■ **PROBLEM TO WORK ON**
Extract the lines below that run from the line containing "Exercise. Pick out the paddle" through the line containing "pixel 637 217", both ends included, and copy them unchanged.

(Dataset records on object locations)
────────
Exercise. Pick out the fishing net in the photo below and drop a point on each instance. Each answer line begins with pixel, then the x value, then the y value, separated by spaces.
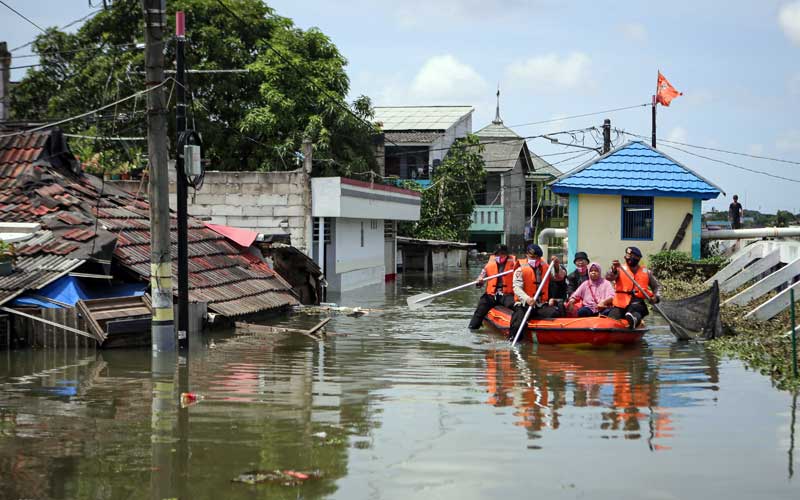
pixel 698 313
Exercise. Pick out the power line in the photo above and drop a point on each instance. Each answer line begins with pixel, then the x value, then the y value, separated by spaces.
pixel 761 172
pixel 581 116
pixel 82 115
pixel 748 155
pixel 23 16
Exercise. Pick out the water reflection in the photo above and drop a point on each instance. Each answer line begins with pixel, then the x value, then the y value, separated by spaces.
pixel 634 389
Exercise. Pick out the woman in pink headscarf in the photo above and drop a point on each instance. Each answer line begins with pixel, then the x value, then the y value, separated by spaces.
pixel 596 294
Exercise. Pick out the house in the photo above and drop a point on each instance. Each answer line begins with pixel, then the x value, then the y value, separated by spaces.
pixel 634 195
pixel 516 191
pixel 79 224
pixel 355 242
pixel 416 138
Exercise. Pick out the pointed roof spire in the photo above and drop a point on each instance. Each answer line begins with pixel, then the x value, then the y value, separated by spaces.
pixel 497 120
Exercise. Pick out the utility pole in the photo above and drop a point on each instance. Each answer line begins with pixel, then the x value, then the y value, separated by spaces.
pixel 654 122
pixel 606 135
pixel 163 328
pixel 182 187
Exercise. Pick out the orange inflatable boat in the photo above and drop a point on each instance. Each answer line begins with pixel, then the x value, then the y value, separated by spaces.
pixel 597 331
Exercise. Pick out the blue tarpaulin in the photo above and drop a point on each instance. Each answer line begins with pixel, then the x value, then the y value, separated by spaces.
pixel 69 290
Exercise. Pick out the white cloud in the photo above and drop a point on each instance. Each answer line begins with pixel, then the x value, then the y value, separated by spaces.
pixel 635 32
pixel 551 72
pixel 678 134
pixel 442 80
pixel 445 78
pixel 789 19
pixel 788 141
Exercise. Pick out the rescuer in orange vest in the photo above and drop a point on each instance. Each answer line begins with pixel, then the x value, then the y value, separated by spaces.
pixel 527 279
pixel 629 302
pixel 499 291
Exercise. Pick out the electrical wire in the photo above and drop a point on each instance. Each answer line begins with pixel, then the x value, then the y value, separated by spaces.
pixel 88 113
pixel 23 16
pixel 581 116
pixel 748 155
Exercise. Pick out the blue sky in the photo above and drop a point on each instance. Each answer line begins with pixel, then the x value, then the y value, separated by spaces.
pixel 737 62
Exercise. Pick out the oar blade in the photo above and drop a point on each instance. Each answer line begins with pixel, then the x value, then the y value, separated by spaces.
pixel 419 301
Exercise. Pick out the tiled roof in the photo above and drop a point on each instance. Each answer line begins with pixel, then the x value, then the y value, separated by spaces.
pixel 412 137
pixel 419 117
pixel 637 169
pixel 81 216
pixel 498 131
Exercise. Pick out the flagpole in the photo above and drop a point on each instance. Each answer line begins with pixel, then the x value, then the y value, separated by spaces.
pixel 654 122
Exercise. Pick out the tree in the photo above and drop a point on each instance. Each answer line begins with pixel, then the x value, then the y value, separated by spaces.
pixel 249 121
pixel 448 203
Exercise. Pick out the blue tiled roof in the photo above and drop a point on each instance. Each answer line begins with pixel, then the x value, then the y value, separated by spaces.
pixel 639 170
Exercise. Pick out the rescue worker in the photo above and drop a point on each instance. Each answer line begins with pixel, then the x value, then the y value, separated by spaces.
pixel 527 279
pixel 499 291
pixel 580 274
pixel 629 302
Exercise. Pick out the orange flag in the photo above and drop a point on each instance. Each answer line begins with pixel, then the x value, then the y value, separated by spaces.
pixel 665 92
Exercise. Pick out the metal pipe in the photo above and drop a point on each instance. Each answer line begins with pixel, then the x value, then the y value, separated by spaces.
pixel 761 232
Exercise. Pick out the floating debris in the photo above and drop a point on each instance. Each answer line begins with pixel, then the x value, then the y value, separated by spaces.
pixel 284 477
pixel 190 398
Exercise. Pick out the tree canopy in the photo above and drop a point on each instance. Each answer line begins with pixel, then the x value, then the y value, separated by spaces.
pixel 295 86
pixel 448 203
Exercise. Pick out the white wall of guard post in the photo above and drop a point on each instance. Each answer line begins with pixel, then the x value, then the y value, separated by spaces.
pixel 547 234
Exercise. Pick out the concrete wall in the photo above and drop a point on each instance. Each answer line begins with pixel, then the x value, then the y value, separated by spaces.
pixel 514 208
pixel 267 202
pixel 599 227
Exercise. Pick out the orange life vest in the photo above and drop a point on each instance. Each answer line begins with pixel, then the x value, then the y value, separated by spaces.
pixel 492 268
pixel 530 281
pixel 625 288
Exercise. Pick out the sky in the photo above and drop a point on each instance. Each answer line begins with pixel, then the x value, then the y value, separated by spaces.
pixel 737 63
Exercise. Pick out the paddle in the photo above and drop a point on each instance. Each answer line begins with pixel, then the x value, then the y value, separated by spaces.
pixel 677 330
pixel 530 308
pixel 421 300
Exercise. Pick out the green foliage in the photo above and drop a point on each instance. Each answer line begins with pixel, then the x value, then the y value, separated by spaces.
pixel 249 121
pixel 677 264
pixel 447 204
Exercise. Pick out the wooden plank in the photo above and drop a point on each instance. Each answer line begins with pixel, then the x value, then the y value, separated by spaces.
pixel 318 326
pixel 47 322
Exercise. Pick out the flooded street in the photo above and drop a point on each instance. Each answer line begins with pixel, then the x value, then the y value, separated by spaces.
pixel 401 404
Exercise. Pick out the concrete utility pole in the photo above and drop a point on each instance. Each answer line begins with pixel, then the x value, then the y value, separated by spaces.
pixel 606 135
pixel 182 184
pixel 5 80
pixel 163 327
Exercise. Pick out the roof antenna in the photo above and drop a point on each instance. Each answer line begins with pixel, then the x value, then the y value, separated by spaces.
pixel 497 120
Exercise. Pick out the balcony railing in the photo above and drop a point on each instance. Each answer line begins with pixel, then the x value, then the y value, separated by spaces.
pixel 487 218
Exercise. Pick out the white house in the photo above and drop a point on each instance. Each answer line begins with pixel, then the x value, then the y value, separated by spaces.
pixel 355 229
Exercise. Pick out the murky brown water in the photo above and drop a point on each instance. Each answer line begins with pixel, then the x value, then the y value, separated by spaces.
pixel 408 404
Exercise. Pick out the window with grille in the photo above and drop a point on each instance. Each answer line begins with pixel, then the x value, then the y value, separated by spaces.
pixel 637 217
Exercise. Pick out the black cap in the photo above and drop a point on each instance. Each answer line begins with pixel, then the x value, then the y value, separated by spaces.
pixel 634 251
pixel 580 255
pixel 535 250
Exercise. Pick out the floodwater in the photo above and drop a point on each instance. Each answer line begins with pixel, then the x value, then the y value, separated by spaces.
pixel 401 404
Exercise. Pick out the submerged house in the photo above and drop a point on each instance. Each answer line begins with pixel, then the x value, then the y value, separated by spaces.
pixel 634 195
pixel 417 138
pixel 77 224
pixel 516 191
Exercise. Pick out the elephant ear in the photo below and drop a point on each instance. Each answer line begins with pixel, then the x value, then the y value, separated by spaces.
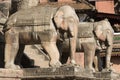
────────
■ **COMPLETE OUTPUT**
Exercise. Pick out the paddle in the photo above and drop a point on each instance. Each answer line begins with pixel, then the x value, then the y value, separated by spaces.
pixel 677 330
pixel 530 308
pixel 421 300
Exercise. Pick out the green foliage in the photo above and drop a point on each instance. Each answer line begins with pixel, then the x value, then the y value, separated by spaces.
pixel 249 121
pixel 677 264
pixel 447 204
Exercise. Pick out the wooden plank in the photo above and drop a point on each instance. Each answer line begins with pixel, then the x value, then the y value, separated by spaces.
pixel 318 326
pixel 47 322
Exercise. Pick out the flooded street in the photo above and drop a point on each instance. Each answer line begins with pixel, then the x value, then the y value, separated by spaces.
pixel 401 404
Exercise. Pick out the concrete utility pole in the photo above and drop a point on each instance. Each answer line begins with pixel, then the x value, then the y value, separated by spaces.
pixel 606 135
pixel 182 184
pixel 5 80
pixel 163 327
Exercise. Pick out the roof antenna in the photo above and drop a point on each instance. Each answer line begins with pixel, then the x value, then the y value, separated by spaces.
pixel 497 120
Exercise. Pick out the balcony railing in the photo above and drop a point on each instance. Each answer line begins with pixel, then the x value, then the y value, separated by spaces.
pixel 487 218
Exercise. Pick out the white house in the photo above and drop a point on each instance. Each answer line begins with pixel, then the x value, then the y value, separated by spaces.
pixel 355 229
Exercise. Pick out the murky brown water in the photo above and drop a point on each instance. Each answer line begins with pixel, then the x value, then the y value, separated by spaces.
pixel 408 404
Exercise. Pick out the window with grille in the photo above and drop a point on each instance. Each answer line begins with pixel, then the x value, then the y value, separated by spaces.
pixel 637 217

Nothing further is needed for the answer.